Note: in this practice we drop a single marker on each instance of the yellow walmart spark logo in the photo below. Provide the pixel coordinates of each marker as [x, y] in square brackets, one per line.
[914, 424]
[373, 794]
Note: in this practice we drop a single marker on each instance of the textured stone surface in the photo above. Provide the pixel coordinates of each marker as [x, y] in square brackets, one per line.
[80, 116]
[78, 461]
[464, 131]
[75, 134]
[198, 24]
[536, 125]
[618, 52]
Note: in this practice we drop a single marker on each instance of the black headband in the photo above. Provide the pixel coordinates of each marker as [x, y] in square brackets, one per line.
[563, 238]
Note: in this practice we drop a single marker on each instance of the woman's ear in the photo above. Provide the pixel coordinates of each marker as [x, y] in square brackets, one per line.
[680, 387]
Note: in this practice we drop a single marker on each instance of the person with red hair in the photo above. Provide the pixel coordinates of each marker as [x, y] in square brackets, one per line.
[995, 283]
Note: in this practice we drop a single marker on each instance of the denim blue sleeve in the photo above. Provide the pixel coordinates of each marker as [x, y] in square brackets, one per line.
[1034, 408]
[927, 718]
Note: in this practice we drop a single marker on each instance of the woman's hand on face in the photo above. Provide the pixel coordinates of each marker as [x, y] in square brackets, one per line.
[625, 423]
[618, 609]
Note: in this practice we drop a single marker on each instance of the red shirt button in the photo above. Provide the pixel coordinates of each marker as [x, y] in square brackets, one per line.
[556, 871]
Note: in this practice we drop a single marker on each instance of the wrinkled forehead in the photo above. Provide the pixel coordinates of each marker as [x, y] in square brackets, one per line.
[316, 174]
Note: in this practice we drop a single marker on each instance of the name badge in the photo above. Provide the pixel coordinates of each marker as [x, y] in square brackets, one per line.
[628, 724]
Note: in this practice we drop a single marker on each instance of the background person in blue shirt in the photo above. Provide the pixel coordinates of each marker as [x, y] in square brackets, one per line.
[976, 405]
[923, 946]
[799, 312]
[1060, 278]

**EXERCISE TASK**
Please rewrite every one of the records above, swapping "practice" for "exercise" and keeping everything else the same.

**REPLY**
Note: in this exercise we drop a single marker on each instance of the yellow walmart spark logo in the photo below. Provide the pixel coordinates of each marker as [x, y] in square brackets, one per line.
[914, 424]
[373, 794]
Note: in this exercise we drop a single marker on each instance of the textured stone surface in the photo above. Provide the pixel coordinates of each marker as [x, y] in square brackets, one per line.
[80, 116]
[78, 461]
[464, 131]
[75, 134]
[198, 24]
[536, 125]
[618, 52]
Note: in this exercise we drop a single marker on each instance of the black headband in the photo above. Provide the pixel coordinates of each marker as [x, y] in square brackets, one per line.
[563, 238]
Note: in this exercise we drop a single marker on each instance of the woman's ear in the photo above. Provide the pixel coordinates of each marker as [x, y] in square brackets, one per line.
[680, 387]
Note: in this exercise we drop a single marker on each instance of the person with red hair in the photo above. Provide the pixel coordinates of each marker as [x, y] in square brackets, one per line.
[995, 283]
Note: in this exercise we drop a single marker on each instance of the denim blue sleeve in the photo above. Provide the pixel coordinates of each marker as [x, y] in square brackets, one per line.
[1034, 408]
[927, 718]
Note: in this exercise we drop a single marker on each instance of the woman's hand on face in the photo above. Provide the pixel coordinates of each marker as [x, y] in square brackets, one per line.
[625, 423]
[618, 609]
Note: in this exercise we drop a single marker on each instance of the red shirt button in the photo above. Provide the pixel coordinates of each marker as [x, y] in square brackets, one per line.
[556, 871]
Note: in this exercise we drop a single marker on each instance of the wrinkled forehead in the photo above. Provide the pixel coordinates of each marker as [x, y] in square brackets, one per line.
[316, 174]
Note: in this exercise we drop a single marker on each instance of the name badge in the photo above. Provide the pixel coordinates of each marker as [x, y] in square brackets, one per line.
[628, 724]
Note: in this exercise we drop a single marker on each instance of the background person in blue shirt in the photo above. Provide the pixel coordinates of each marker as [x, y] in square brackets, one per line.
[976, 405]
[923, 946]
[799, 312]
[1060, 278]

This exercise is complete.